That said, water clouds are also aerosols. These are the most visible and variable ones, too, at least where I live. Absorbers are emitters. Whether they’re net one or the other is conditional. Chemistry is also conditional, and sometimes extremely conditional.

Beez
September 6, 2018 7:17 am

What I don’t understand, and perhaps someone can enlighten me here, is why so much attention is being paid to the atmosphere to begin with in this regard. Liquids don’t have absorption bands like gasses do, so the ocean absorbs all light that passes through the atmosphere and isn’t reflected off the surface, which to my understanding is most of it.

Given our very shoddy understanding of ocean circulation and deep ocean temperature, and the fact that it has an enormous heat capacity while water vapour plays a major role in atmospheric regulation, doesn’t it make more sense that most of the short term variation in climate (by which I mean millennial scale) is due to the dynamics of the ocean? This is true empirically positively in terms of ENSO, negatively in terms of the failure of climate models and CO2 driver hypothesis generally, but also rationally in terms of the overwhelming difference in thermal masses involved.

Am I missing something here?

Steve R
September 6, 2018 10:18 am

Is there any way you could normalize the data to remove the effect of the sun’s angle as a function of date? Or does this not even matter, since you are only considering the the absorption occuring within the atmosphere, and not re radiation from the ground?

_ _ _ _

--- Stated task ---
For each statement, say whether it agrees with the comment thread above, and back each yes or no with a quote of the words in the thread that settle it. (a) Water clouds are counted as aerosols. (b) Beez holds that liquids have absorption bands like gases do. (c) Steve R asks about normalizing the data to remove the effect of the sun's angle as a function of date.

--- Raw records ---
_ _ _ _

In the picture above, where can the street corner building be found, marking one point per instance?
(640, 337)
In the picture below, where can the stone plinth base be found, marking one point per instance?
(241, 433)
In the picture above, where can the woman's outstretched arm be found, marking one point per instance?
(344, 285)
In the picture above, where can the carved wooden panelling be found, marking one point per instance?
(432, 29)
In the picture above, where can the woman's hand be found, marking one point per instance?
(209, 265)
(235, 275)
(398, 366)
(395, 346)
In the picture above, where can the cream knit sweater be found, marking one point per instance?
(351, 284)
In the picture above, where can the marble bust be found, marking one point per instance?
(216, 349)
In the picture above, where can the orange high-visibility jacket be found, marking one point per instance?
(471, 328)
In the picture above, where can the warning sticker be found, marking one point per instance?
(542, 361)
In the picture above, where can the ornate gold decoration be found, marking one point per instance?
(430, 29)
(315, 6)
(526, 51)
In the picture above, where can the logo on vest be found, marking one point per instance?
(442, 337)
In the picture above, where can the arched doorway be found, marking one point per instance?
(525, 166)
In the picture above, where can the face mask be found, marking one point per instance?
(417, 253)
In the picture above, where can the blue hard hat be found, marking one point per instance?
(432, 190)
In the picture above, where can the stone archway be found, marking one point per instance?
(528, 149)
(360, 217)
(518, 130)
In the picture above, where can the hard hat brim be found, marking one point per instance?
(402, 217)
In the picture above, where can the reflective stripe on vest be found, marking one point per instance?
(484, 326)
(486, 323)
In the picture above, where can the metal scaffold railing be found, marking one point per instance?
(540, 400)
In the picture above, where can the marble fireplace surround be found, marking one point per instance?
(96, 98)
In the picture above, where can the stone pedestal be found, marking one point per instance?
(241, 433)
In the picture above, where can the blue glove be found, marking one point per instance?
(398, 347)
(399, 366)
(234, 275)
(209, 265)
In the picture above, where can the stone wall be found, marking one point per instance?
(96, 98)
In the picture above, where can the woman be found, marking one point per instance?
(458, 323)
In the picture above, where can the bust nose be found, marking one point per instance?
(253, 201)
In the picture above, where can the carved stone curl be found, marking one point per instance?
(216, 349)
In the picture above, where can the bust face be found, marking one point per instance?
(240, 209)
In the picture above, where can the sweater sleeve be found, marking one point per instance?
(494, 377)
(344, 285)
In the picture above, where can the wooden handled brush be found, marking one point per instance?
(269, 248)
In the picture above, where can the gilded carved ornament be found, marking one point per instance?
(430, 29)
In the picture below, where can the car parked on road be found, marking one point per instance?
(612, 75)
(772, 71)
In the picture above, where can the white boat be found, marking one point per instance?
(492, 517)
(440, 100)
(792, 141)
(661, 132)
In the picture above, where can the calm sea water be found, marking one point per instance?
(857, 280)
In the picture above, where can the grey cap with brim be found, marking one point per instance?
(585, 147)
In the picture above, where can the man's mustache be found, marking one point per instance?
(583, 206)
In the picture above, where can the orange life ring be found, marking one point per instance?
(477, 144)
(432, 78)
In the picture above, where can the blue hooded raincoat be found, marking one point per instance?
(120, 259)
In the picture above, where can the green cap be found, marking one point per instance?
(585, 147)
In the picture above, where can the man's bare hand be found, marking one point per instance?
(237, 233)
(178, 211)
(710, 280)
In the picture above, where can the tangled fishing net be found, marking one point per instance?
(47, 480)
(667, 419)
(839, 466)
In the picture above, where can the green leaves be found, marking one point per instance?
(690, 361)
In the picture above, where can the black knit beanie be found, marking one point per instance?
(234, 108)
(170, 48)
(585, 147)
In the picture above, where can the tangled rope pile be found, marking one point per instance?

_ _ _ _

--- Output below ---
(a) Yes: "water clouds are also aerosols"
(b) No: "Liquids don’t have absorption bands like gasses do"
(c) Yes: "Is there any way you could normalize the data to remove the effect of the sun’s angle as a function of date?"